§ **Excerpted passage**:
Segment Open

1. General information

1.1. Aims of the course

The objectives of the course are the following:

  • Goal 1: Identify the main fields and applications in contemporary Bio-medical research where data volume, variety and generation velocity make data science approaches pivotal.

  • Goal 2: Understand the basics of data production in Next Generation Sequencing technologies (NGS).

  • Goal 3: Study the most important steps of a paradigmatic RNA-sequencing data analysis pipeline, as a key example of data science application in contemporary Biology; from quality control to statistical modeling and biological interpretation.

  • Goal 4: Understand the basics of single-cell sequencing technologies: describe data generation techniques, data features that differ with respect to bulk sequencing data, and describe, and use, analytical approaches to deal with them.

  • Goal 5: Stablish a critical debate around ethical and epistemological aspects related to the role of the bioinformatician / data-scientist in contemporary computational genomics.

These goals are aligned with the following Sustainable Development Goals (SDGs) of the United Nations 2030 Agenda (https://www.un.org/sustainabledevelopment/es/), in such a way that the acquisition of the learning results of this course provides training and skills to contribute to some extent to its achievement:

  • Goal 2: zero hunger.

  • Goal 3: good health and well Being.

  • Goal 5: gender equality.

  • Goal 9: industry, innovation and infrastructure.

  • Goal 14: life below water.

  • Goal 15: life on land.

Segment Closed

Collected data lines
Segment Open

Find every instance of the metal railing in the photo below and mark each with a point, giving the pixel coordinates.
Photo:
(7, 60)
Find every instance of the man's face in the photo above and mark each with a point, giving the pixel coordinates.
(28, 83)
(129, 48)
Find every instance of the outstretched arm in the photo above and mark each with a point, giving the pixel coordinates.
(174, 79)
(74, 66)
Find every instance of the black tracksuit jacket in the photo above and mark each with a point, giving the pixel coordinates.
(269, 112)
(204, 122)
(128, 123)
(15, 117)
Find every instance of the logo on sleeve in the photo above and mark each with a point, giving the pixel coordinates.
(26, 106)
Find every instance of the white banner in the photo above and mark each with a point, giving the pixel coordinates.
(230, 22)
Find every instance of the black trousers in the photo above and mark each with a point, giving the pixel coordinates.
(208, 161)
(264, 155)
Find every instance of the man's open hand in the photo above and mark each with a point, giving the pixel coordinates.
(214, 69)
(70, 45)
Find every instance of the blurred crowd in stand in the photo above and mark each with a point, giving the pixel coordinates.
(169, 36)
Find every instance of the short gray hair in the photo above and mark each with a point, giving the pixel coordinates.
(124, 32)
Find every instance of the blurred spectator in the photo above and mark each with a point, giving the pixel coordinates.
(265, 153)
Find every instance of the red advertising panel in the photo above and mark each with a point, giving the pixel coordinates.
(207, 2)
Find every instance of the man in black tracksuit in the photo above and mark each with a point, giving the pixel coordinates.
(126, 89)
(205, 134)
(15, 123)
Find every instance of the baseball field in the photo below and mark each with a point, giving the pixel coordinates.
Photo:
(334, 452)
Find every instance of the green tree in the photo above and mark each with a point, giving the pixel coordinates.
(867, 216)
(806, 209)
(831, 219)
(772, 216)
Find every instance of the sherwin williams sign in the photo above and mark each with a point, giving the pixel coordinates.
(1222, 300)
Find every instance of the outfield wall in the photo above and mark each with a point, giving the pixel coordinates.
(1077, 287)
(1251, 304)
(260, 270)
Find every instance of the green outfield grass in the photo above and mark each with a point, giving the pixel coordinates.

Segment Closed

§ **How to complete this task**: According to the course description, what technologies' data production does the second course goal cover? None of the lines above are needed.

§ **Answer area**: Next Generation Sequencing (NGS) technologies.